# Your instructions:
Write out, as an exact transcription, the line that has "Expected behaviour: when the table" and each line after it through the end of the data below.

# Information given:
++++

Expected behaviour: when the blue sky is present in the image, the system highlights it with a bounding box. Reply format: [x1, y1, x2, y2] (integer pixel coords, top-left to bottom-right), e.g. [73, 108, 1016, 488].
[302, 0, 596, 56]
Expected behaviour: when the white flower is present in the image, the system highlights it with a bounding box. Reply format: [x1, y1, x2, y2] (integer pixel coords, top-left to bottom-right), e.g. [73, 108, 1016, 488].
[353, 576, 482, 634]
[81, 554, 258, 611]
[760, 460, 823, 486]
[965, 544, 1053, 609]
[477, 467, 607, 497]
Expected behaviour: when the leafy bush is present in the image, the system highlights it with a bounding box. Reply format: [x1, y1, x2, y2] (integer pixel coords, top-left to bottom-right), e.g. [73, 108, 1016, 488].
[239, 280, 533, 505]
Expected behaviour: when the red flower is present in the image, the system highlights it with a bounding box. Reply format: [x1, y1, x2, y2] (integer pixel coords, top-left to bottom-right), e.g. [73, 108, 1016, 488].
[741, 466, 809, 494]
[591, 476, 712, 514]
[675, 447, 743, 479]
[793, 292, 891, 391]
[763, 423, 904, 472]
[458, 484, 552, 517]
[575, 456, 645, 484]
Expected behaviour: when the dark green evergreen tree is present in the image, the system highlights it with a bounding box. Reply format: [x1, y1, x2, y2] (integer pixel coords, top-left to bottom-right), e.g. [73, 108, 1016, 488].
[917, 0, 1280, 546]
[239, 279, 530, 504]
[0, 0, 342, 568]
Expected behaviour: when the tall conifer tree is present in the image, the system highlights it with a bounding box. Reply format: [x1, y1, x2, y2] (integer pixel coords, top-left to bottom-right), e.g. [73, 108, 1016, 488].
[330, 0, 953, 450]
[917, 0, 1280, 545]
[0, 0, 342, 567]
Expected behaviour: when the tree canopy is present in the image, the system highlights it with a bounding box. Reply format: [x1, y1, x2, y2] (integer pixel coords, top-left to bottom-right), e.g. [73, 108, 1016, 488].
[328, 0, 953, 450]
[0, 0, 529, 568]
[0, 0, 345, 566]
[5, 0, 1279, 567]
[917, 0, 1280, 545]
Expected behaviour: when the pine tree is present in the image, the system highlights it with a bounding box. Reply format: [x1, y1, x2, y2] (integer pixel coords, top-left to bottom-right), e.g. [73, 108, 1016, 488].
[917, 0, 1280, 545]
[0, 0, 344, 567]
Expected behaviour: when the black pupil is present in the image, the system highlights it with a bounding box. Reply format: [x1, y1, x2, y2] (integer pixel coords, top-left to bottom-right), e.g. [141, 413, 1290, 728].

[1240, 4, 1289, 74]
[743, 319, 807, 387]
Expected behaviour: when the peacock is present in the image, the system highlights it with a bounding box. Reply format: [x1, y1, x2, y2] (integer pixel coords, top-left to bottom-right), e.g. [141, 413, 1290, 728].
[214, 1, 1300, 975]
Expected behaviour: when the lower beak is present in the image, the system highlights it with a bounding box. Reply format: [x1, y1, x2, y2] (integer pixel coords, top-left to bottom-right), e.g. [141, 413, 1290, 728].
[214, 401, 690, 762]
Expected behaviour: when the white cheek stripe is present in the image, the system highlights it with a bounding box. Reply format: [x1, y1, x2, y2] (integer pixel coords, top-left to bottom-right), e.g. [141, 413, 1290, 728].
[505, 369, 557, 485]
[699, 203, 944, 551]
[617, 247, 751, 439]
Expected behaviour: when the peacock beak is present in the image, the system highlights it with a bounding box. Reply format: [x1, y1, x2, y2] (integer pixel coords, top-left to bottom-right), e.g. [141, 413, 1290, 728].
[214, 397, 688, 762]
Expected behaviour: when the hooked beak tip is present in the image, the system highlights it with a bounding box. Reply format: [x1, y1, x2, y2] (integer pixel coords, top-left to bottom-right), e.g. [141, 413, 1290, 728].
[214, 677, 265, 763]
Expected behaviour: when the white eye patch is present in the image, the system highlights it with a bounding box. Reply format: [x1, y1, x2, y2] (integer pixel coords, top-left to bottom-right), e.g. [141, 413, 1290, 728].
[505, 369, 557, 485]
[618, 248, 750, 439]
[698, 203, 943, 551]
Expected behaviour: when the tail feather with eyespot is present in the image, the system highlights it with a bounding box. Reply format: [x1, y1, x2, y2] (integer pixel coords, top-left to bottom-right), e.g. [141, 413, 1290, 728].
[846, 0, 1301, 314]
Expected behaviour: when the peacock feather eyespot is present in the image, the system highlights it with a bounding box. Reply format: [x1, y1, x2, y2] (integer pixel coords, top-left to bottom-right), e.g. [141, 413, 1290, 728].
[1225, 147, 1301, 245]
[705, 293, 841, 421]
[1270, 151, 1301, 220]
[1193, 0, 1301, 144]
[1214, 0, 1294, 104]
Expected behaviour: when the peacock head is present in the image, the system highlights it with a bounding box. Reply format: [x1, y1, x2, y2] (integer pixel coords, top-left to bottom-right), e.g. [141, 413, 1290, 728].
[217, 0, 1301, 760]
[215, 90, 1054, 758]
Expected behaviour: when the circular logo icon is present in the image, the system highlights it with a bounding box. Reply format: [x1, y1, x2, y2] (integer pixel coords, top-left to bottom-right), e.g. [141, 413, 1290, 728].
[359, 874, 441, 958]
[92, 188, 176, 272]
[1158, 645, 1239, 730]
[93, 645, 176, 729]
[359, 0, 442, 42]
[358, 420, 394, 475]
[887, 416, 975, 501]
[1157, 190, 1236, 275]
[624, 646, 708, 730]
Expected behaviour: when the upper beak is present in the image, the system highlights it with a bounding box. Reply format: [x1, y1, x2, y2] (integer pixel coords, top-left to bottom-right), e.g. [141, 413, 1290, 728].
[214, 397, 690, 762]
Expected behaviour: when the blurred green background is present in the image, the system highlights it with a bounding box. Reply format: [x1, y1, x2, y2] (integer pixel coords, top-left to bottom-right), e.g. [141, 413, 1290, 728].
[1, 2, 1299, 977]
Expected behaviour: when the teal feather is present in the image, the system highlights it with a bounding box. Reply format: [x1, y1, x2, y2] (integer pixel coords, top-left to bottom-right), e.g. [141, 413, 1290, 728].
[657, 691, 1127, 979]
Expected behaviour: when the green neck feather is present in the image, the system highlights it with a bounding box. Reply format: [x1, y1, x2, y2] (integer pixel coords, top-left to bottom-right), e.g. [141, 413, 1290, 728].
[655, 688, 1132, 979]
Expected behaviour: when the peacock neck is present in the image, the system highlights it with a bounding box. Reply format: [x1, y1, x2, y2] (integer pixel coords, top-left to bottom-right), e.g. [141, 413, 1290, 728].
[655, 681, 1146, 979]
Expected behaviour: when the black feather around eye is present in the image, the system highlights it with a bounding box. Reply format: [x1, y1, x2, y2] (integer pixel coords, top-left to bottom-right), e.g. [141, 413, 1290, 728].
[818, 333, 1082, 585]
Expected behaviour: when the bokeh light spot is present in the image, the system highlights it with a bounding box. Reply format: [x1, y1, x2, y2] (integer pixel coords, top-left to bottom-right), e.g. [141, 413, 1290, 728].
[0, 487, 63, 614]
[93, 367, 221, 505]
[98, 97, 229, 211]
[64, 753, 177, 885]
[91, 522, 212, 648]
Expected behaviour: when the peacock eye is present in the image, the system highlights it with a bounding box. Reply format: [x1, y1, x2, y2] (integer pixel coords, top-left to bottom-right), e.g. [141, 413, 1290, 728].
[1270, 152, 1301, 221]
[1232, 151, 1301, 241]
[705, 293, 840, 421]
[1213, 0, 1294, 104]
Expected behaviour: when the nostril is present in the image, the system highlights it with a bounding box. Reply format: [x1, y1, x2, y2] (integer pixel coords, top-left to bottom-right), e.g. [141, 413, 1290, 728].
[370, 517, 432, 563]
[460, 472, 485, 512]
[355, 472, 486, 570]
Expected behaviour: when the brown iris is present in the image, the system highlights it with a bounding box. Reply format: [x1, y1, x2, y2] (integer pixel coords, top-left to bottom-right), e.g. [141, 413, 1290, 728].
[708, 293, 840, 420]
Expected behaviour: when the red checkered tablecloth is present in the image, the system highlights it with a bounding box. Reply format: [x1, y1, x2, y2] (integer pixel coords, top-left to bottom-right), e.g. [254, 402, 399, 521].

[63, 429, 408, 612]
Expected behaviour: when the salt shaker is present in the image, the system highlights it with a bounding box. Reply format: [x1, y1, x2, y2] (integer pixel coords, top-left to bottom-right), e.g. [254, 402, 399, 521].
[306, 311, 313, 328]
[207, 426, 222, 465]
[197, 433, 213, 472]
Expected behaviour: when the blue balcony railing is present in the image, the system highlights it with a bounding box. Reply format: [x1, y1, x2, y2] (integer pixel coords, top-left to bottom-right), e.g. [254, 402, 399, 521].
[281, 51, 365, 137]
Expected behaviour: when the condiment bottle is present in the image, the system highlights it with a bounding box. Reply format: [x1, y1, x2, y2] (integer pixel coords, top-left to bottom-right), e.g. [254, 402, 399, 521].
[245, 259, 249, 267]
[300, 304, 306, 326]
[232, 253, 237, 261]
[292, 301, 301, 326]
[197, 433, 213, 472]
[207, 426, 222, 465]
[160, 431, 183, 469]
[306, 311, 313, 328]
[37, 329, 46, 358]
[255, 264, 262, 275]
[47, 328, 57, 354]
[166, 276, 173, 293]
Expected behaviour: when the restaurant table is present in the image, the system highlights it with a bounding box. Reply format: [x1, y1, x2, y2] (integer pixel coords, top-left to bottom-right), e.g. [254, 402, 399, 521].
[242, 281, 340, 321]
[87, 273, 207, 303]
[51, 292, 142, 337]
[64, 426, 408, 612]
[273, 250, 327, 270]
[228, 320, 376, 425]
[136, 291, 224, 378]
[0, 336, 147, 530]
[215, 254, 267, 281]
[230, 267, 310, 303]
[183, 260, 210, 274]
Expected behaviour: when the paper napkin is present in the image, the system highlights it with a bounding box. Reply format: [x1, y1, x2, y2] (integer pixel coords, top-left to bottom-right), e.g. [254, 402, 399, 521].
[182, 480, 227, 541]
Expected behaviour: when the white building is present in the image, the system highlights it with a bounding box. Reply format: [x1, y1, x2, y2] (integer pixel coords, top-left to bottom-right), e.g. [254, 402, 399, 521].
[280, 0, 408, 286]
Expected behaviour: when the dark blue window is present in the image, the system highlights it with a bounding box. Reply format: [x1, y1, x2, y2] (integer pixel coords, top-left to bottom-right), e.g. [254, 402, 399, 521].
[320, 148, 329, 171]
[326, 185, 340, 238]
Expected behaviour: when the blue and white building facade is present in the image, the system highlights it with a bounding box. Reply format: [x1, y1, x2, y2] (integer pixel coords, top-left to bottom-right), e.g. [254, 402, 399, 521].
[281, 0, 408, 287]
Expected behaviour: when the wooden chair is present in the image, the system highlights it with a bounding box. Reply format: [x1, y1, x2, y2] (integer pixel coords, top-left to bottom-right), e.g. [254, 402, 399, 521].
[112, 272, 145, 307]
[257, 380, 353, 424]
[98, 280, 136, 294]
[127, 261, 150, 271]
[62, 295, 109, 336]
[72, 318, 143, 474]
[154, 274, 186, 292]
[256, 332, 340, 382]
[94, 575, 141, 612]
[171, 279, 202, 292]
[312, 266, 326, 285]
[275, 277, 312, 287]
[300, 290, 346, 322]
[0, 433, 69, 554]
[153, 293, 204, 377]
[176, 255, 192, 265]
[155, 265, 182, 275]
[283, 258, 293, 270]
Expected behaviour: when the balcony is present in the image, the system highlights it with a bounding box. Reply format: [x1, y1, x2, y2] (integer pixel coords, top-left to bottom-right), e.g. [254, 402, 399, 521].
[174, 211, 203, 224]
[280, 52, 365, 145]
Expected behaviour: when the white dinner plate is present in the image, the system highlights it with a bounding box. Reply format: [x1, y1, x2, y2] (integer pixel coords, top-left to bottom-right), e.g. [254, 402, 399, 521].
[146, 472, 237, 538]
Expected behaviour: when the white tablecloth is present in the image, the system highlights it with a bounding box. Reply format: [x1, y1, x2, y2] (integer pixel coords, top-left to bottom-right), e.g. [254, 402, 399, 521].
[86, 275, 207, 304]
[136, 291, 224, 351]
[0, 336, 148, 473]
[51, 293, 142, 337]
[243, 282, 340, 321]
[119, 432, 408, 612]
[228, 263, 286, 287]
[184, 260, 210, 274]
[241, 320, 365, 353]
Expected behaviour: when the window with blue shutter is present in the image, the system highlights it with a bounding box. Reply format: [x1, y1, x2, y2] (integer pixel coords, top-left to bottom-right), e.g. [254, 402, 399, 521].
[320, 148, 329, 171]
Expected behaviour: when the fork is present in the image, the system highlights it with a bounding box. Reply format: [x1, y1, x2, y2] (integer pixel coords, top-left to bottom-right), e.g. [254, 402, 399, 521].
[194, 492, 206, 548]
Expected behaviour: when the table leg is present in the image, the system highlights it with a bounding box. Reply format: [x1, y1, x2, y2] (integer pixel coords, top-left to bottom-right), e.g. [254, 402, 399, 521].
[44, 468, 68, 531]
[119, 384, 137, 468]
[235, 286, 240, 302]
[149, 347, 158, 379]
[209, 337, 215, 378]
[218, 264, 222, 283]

++++

# Answer to this task:
Expected behaviour: when the table leg is present in the image, the system highlights it with a bounding box. Reply format: [x1, y1, x2, y2] (integer pixel coords, top-left to bottom-right), e.g. [254, 402, 399, 521].
[44, 468, 68, 531]
[119, 384, 137, 468]
[235, 286, 240, 302]
[149, 347, 158, 379]
[209, 337, 215, 378]
[218, 264, 222, 283]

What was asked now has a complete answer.